Job:
Copy out the records below, changing every "single point" to "single marker" and leaving all other text as it stands.

-- start of Records provided --

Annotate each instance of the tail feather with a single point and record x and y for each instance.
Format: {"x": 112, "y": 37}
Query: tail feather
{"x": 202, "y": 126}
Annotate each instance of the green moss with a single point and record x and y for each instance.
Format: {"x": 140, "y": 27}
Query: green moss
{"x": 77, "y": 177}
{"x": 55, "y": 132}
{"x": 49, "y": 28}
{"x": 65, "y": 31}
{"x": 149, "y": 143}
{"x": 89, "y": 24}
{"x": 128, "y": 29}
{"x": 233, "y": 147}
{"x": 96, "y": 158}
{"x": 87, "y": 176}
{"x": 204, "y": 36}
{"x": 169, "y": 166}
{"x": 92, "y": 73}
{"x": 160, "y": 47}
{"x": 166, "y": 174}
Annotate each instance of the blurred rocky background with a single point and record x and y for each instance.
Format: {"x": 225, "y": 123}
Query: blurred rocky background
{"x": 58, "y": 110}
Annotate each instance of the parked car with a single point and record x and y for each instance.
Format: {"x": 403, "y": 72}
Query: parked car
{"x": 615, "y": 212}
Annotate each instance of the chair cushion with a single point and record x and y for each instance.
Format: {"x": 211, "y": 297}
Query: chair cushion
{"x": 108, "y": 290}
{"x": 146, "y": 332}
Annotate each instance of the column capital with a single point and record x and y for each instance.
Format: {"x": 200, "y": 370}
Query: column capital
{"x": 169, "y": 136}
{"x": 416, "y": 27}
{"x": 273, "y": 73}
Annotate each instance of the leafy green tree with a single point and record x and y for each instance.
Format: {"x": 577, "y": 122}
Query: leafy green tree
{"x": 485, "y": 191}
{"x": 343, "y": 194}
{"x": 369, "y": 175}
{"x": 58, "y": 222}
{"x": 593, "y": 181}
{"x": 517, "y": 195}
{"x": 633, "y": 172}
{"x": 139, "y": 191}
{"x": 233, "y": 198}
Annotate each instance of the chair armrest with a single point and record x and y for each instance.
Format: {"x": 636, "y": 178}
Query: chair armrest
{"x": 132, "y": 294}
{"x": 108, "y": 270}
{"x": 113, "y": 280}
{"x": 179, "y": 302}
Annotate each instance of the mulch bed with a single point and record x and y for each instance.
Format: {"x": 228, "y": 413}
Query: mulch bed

-- end of Records provided --

Exercise answer:
Annotate each instance of the tail feather with a single marker and record x and y for each instance.
Format: {"x": 112, "y": 37}
Query: tail feather
{"x": 202, "y": 126}
Annotate each instance of the green moss with a single marker and record x and y for each instance.
Format: {"x": 140, "y": 27}
Query: green moss
{"x": 77, "y": 177}
{"x": 55, "y": 132}
{"x": 49, "y": 28}
{"x": 65, "y": 31}
{"x": 149, "y": 143}
{"x": 89, "y": 24}
{"x": 128, "y": 29}
{"x": 233, "y": 147}
{"x": 96, "y": 158}
{"x": 87, "y": 176}
{"x": 204, "y": 36}
{"x": 169, "y": 166}
{"x": 92, "y": 73}
{"x": 160, "y": 47}
{"x": 166, "y": 174}
Annotate each instance of the blurred rocky background with a single marker and record x and y for each instance.
Format: {"x": 225, "y": 123}
Query: blurred rocky background
{"x": 58, "y": 110}
Annotate each instance of the parked car with a single marker and record x and y for each instance.
Format: {"x": 403, "y": 72}
Query: parked car
{"x": 615, "y": 212}
Annotate each instance of the chair cushion with a single marker and record x and y for each instance.
Format: {"x": 211, "y": 297}
Query: chair cushion
{"x": 108, "y": 290}
{"x": 146, "y": 332}
Annotate each instance of the column capital with a single marker and record x and y for each instance.
Format: {"x": 200, "y": 370}
Query: column capital
{"x": 169, "y": 136}
{"x": 416, "y": 27}
{"x": 273, "y": 73}
Annotate each instance of the leafy green tree with a single marker and record x and y for each instance.
Format: {"x": 577, "y": 122}
Query: leafy green tree
{"x": 485, "y": 191}
{"x": 343, "y": 194}
{"x": 369, "y": 175}
{"x": 58, "y": 222}
{"x": 593, "y": 181}
{"x": 517, "y": 195}
{"x": 633, "y": 172}
{"x": 139, "y": 191}
{"x": 233, "y": 198}
Annotate each instance of the chair armrest with a single marker and record x and y for each instance.
Format: {"x": 636, "y": 178}
Query: chair armrest
{"x": 132, "y": 294}
{"x": 108, "y": 270}
{"x": 113, "y": 280}
{"x": 179, "y": 302}
Annotate each instance of the mulch bed with a single marker and record x and y for each instance.
Format: {"x": 228, "y": 413}
Query: mulch bed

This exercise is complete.